> [Excerpted passage]
The authors then Incorporated an analysis of a second longitudinal data set from a French monthly consumer confidence survey of a representative sample of over 18,000 French people. The survey asks about current life satisfaction as well as the level of satisfaction one year ago.
Results from this sample showed that “the average reported well-being at a point of time is higher than the average well-being recalled for the same period.” In other words, conclude the authors, ”Most people report an evolution of life satisfaction that is different from the one observed over time… On average, people tend to overstate the improvement in their life satisfaction over time.”
The authors then analyzed the links between observed and reported life satisfaction, focusing on positive (reported > observed satisfaction) vs. negative (observed > reported) discrepancies. They wanted to see whether different reporting biases are linked to current life satisfaction. To that end, they looked at participants’ answers to another BHPS survey question: “Would you say that you are more satisfied with life, less satisfied, or feel about the same as you did a year 8 ago?”

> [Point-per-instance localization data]
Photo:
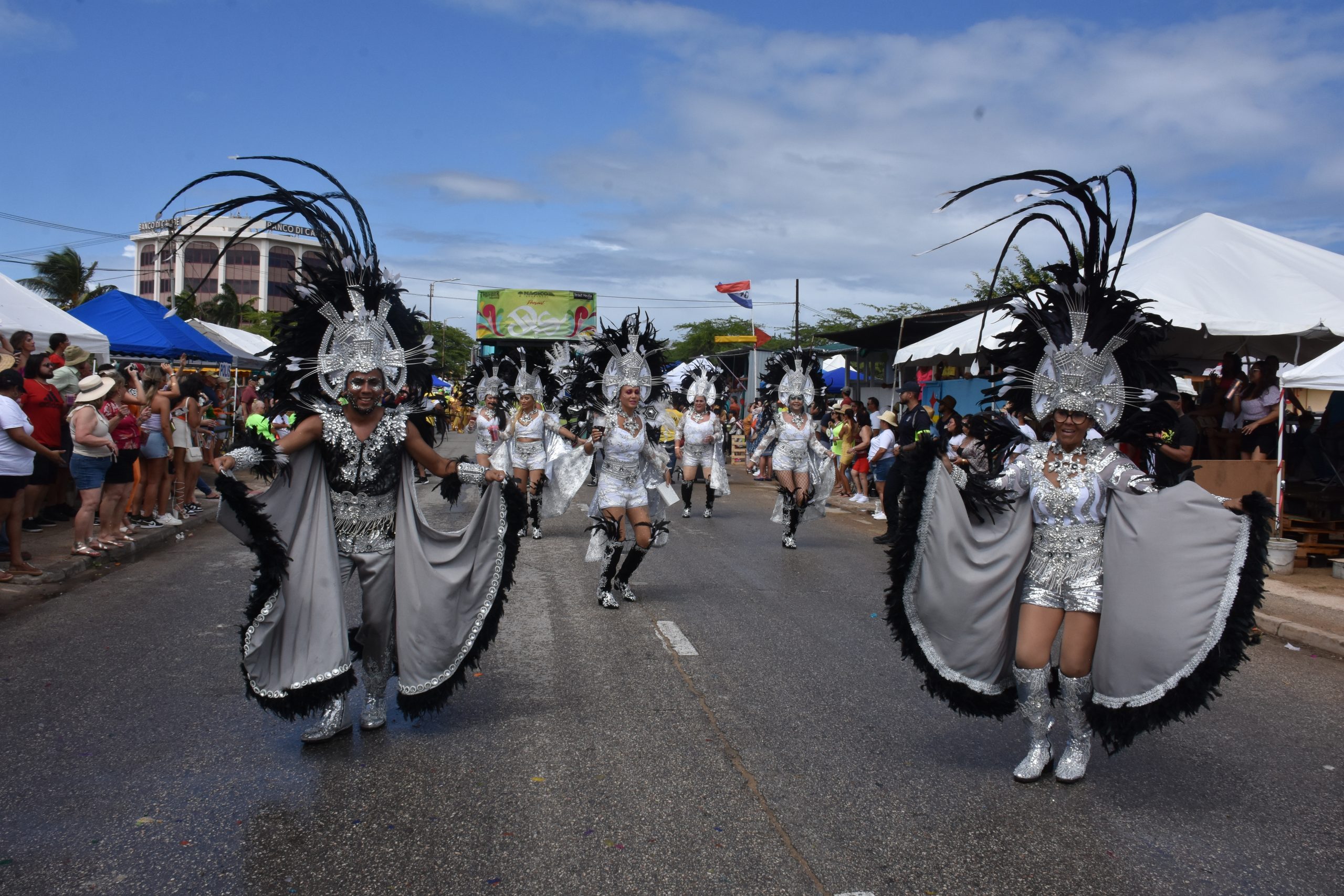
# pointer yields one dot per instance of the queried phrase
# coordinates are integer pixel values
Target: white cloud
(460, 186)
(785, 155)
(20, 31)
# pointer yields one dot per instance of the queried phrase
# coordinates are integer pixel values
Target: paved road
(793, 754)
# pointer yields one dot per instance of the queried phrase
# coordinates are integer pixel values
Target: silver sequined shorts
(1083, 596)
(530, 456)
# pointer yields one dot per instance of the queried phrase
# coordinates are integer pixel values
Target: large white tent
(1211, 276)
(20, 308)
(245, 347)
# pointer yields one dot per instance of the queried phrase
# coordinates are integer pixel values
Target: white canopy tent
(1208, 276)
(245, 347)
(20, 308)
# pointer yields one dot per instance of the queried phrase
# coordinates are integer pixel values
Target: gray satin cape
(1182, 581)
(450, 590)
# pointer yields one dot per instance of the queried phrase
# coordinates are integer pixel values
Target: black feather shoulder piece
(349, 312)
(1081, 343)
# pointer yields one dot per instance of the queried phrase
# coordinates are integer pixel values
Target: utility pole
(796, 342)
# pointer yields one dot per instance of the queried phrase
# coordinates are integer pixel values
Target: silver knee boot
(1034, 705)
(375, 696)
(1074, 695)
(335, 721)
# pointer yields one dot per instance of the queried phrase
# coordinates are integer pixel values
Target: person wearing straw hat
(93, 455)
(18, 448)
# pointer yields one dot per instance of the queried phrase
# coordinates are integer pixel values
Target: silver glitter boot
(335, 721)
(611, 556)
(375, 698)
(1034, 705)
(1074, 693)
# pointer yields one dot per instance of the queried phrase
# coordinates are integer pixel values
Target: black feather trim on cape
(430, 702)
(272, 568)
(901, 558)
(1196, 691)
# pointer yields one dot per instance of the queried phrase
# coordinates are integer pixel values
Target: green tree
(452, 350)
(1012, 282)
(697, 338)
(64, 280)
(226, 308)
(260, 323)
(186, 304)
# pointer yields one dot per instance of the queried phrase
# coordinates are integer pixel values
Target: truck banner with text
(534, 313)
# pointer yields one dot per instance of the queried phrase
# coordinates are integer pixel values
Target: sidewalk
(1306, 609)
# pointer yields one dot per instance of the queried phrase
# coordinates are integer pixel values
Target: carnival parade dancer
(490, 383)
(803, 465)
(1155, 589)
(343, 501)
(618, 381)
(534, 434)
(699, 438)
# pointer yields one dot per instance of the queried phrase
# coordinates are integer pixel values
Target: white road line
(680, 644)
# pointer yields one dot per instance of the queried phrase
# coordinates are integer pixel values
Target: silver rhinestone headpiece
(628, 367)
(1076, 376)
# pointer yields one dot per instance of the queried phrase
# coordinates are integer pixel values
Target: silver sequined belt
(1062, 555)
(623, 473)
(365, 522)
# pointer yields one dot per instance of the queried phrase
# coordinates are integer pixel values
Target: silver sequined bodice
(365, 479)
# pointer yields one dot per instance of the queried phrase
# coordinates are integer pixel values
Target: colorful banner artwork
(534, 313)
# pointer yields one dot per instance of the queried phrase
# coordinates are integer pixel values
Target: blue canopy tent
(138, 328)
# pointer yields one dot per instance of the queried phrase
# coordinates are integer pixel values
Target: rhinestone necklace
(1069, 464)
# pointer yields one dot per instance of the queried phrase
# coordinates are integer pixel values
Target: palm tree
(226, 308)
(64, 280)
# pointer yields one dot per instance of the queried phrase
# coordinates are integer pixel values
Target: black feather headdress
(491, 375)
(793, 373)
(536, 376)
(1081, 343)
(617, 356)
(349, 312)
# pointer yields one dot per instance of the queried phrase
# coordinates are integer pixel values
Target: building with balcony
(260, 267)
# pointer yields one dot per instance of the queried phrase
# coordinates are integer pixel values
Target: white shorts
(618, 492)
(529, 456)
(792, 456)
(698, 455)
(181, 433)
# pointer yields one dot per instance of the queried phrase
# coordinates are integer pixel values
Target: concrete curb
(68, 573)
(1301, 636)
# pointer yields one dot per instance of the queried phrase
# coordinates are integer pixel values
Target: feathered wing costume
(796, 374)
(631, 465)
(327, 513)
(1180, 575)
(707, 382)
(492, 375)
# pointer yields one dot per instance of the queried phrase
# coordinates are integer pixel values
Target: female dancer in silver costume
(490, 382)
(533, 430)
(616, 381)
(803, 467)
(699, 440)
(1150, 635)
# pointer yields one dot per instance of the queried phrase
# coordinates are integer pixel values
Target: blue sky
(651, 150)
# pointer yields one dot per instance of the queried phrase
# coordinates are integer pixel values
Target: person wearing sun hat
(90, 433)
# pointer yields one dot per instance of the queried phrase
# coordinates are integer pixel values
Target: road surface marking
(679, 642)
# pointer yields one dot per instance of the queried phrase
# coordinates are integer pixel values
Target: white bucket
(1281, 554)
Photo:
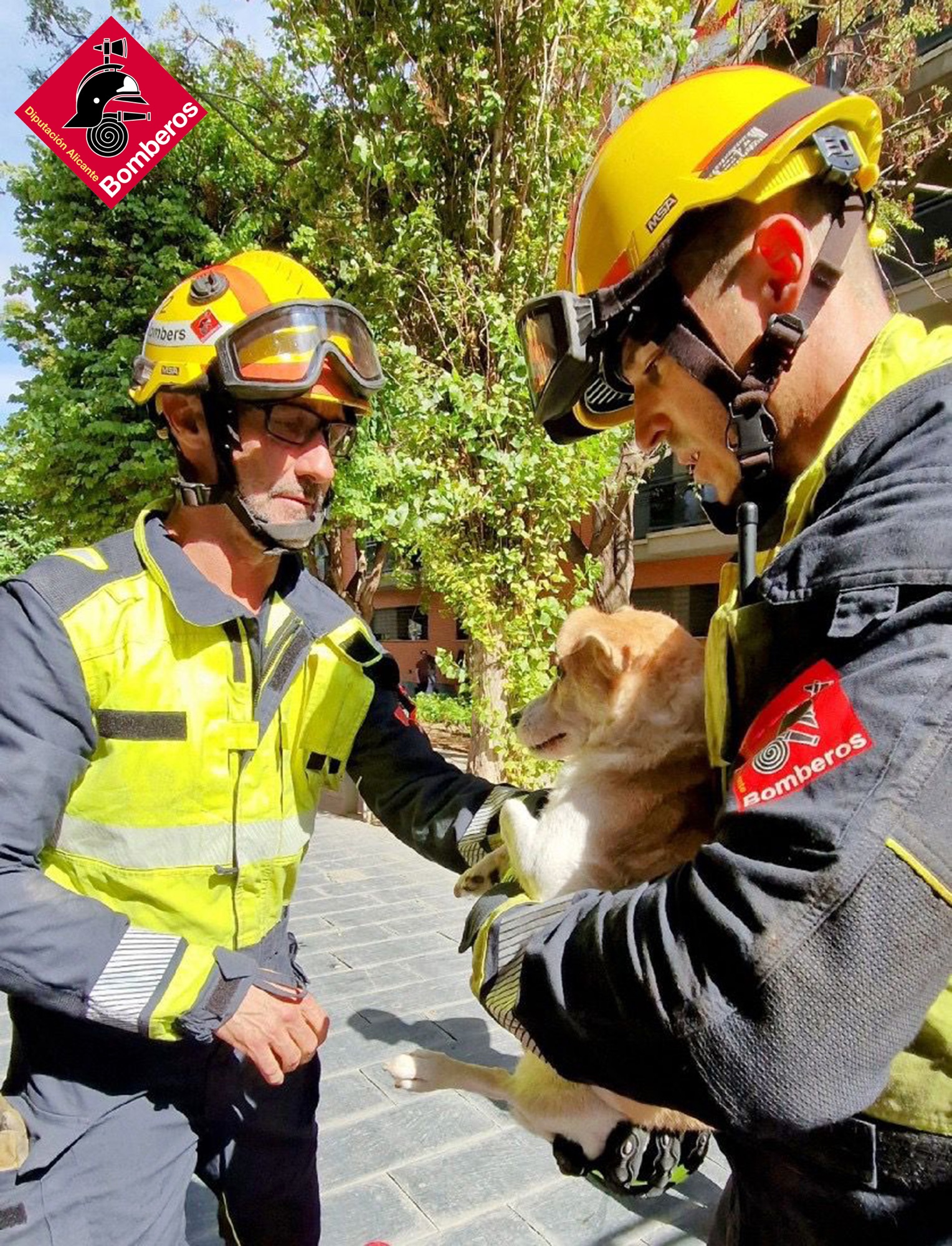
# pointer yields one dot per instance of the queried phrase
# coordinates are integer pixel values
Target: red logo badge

---

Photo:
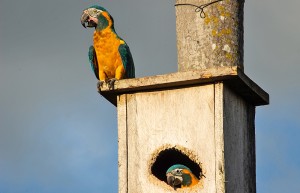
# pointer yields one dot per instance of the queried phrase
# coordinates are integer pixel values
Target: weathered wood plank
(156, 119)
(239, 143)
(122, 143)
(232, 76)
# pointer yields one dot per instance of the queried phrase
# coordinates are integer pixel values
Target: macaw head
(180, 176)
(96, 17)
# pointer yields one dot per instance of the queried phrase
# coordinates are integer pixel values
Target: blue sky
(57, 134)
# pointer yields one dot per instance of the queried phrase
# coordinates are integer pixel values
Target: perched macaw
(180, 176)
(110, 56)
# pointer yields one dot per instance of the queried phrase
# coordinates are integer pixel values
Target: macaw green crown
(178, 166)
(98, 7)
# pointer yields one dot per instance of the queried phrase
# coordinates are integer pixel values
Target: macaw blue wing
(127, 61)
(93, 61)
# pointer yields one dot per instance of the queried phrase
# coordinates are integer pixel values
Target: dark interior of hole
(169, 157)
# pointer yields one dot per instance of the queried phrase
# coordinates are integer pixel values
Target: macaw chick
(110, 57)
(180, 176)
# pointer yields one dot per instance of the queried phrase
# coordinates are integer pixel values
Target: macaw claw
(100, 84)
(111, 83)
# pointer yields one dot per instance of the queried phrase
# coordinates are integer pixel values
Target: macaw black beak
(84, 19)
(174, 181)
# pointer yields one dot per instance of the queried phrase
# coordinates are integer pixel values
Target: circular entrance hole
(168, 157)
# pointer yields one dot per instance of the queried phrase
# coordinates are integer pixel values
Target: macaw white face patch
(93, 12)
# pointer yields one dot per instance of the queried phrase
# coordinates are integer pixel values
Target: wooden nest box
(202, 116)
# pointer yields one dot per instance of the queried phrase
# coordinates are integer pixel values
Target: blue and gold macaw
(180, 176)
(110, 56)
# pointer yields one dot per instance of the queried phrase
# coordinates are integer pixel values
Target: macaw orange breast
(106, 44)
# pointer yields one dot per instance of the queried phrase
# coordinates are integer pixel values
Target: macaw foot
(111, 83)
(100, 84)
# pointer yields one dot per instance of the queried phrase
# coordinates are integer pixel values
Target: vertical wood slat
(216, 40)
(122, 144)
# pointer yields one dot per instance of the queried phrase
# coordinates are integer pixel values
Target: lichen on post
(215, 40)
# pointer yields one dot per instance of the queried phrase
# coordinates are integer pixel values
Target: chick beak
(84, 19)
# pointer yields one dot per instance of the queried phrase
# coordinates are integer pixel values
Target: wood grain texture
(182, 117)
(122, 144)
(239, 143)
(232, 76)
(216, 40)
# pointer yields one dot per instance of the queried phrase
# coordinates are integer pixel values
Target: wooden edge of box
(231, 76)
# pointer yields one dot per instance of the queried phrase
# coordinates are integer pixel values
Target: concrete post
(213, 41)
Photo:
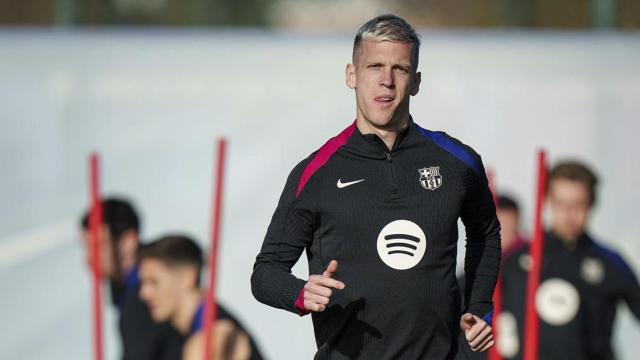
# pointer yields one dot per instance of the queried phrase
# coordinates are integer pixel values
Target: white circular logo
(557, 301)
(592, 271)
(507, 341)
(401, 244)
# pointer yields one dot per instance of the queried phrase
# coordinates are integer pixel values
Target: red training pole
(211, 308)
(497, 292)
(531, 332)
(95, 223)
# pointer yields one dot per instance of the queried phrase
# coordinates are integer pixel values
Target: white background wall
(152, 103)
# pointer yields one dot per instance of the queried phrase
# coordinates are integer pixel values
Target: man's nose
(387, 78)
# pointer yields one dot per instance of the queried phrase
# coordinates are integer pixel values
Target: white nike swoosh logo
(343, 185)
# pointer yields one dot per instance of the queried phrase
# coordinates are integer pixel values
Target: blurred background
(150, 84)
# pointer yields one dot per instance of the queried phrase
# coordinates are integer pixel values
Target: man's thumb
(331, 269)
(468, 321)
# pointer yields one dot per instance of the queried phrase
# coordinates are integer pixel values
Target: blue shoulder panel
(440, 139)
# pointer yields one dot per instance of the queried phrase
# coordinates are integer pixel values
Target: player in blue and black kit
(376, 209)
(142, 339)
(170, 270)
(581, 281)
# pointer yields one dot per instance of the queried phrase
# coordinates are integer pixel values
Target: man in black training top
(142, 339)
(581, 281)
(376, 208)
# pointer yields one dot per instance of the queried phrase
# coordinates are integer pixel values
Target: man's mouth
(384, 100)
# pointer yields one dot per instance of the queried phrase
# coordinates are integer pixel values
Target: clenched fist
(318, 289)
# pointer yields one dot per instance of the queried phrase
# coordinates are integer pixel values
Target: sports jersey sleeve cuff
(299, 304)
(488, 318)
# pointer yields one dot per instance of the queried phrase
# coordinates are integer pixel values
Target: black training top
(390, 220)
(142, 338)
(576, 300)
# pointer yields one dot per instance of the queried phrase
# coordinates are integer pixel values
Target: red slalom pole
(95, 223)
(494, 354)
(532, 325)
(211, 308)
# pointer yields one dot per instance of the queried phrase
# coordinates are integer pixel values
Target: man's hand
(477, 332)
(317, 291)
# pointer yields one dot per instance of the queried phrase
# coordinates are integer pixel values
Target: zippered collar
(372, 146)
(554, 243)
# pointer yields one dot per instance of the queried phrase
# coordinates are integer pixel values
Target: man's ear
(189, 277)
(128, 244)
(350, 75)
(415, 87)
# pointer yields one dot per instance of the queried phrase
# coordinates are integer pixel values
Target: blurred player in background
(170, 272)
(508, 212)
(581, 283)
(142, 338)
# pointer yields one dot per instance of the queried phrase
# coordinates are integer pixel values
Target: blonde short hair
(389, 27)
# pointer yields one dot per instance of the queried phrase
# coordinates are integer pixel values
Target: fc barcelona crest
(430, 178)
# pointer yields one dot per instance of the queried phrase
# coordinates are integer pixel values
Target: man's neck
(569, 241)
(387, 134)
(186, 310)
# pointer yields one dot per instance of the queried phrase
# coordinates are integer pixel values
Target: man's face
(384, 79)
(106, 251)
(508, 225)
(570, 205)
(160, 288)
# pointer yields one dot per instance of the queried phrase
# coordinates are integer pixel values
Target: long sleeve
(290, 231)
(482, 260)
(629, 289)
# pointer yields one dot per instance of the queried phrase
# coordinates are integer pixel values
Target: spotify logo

---

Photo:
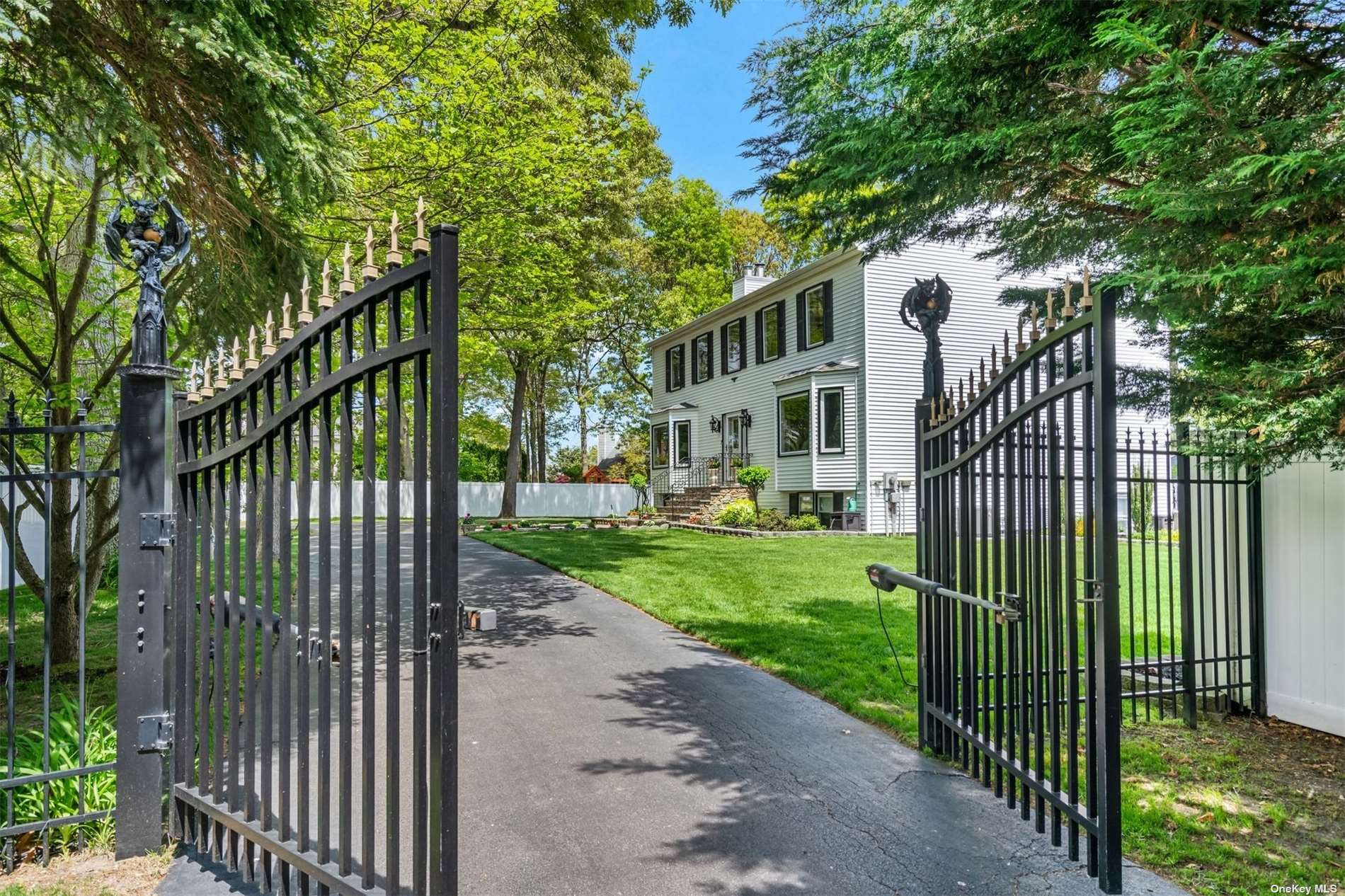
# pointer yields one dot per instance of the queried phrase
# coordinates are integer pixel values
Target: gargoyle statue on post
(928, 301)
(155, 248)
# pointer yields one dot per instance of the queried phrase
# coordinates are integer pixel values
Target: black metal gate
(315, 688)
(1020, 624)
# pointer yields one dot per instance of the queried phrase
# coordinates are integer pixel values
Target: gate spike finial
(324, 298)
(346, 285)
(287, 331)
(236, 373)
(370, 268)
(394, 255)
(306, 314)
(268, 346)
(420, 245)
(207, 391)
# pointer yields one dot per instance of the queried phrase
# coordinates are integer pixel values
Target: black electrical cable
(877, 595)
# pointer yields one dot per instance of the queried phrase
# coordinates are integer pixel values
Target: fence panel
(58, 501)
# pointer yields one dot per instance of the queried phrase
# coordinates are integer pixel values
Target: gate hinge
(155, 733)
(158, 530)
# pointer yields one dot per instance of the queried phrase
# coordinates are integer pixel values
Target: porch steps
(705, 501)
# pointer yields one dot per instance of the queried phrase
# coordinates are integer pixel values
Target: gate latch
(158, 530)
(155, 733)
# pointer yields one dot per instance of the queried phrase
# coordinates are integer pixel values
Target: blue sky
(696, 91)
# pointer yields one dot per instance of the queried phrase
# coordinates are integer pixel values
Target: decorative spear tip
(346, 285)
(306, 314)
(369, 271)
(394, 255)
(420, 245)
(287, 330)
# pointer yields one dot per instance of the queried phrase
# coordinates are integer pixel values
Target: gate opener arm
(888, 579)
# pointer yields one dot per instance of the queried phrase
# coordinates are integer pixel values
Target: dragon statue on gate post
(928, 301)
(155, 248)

> [What you have to do]
In the passage about life satisfaction surveys, translate this sentence into Spanish: "They wanted to see whether different reporting biases are linked to current life satisfaction." The listing is separate material, unrelated to the passage about life satisfaction surveys.

> [Solution for this exercise]
Querían ver si los distintos sesgos de declaración están relacionados con la satisfacción actual con la vida.